§ Source material
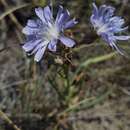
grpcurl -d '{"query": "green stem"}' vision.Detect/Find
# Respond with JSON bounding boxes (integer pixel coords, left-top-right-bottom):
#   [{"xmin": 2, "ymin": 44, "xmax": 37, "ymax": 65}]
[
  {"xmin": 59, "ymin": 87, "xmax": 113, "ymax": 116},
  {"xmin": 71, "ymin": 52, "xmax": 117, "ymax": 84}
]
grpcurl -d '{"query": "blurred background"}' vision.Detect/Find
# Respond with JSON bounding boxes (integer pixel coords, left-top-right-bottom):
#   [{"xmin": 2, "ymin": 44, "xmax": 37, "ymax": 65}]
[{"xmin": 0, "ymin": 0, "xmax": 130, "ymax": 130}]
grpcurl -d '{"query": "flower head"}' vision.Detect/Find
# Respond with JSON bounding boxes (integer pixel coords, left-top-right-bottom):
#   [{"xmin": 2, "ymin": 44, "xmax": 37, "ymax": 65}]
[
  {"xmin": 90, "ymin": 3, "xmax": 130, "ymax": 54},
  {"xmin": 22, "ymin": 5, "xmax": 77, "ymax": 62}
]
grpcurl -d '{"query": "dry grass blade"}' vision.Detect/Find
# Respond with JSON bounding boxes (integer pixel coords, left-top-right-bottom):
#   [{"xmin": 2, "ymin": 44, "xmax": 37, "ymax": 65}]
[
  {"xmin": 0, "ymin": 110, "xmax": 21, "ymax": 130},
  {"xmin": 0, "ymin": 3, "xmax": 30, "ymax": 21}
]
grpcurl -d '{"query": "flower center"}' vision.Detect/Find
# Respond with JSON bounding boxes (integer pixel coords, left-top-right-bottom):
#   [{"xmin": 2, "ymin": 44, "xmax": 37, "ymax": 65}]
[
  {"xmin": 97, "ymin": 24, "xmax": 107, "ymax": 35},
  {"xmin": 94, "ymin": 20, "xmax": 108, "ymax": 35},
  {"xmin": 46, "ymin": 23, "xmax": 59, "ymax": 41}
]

§ Task instructions
Every line of the listing should be copied precisely, with images omitted.

§ Result of this exercise
grpcurl -d '{"query": "green stem"}' vision.Detect/Find
# Respond with JSON bounding boxes (integer pixel coords, left-top-right-bottom):
#   [{"xmin": 2, "ymin": 44, "xmax": 37, "ymax": 65}]
[
  {"xmin": 59, "ymin": 87, "xmax": 113, "ymax": 116},
  {"xmin": 71, "ymin": 52, "xmax": 117, "ymax": 84}
]
grpcurl -d '{"query": "blurred background"}' vision.Detect/Find
# Respond with JSON bounding boxes (integer pixel coords, left-top-right-bottom):
#   [{"xmin": 2, "ymin": 44, "xmax": 37, "ymax": 65}]
[{"xmin": 0, "ymin": 0, "xmax": 130, "ymax": 130}]
grpcurl -d '{"query": "flower head"}' vision.Detect/Find
# Respond with JSON bounding boxes (integer pixel coords, left-top-right-bottom):
#   [{"xmin": 2, "ymin": 44, "xmax": 37, "ymax": 65}]
[
  {"xmin": 90, "ymin": 3, "xmax": 130, "ymax": 54},
  {"xmin": 22, "ymin": 5, "xmax": 77, "ymax": 62}
]
grpcurl -d '{"query": "dry grass blade"}' vision.Detect/Find
# Respond with JSON bounding boxes (integer pixel coords, left-top-right-bottom):
#   [{"xmin": 2, "ymin": 44, "xmax": 37, "ymax": 65}]
[
  {"xmin": 0, "ymin": 110, "xmax": 21, "ymax": 130},
  {"xmin": 0, "ymin": 3, "xmax": 30, "ymax": 21}
]
grpcurl -d '{"query": "flower center"}' vision.Detect/Find
# Respond with JSON bounding boxes (integer pixel coords, left-top-right-bottom):
#   [{"xmin": 2, "ymin": 44, "xmax": 37, "ymax": 65}]
[
  {"xmin": 97, "ymin": 24, "xmax": 107, "ymax": 35},
  {"xmin": 94, "ymin": 20, "xmax": 108, "ymax": 35},
  {"xmin": 46, "ymin": 23, "xmax": 59, "ymax": 41}
]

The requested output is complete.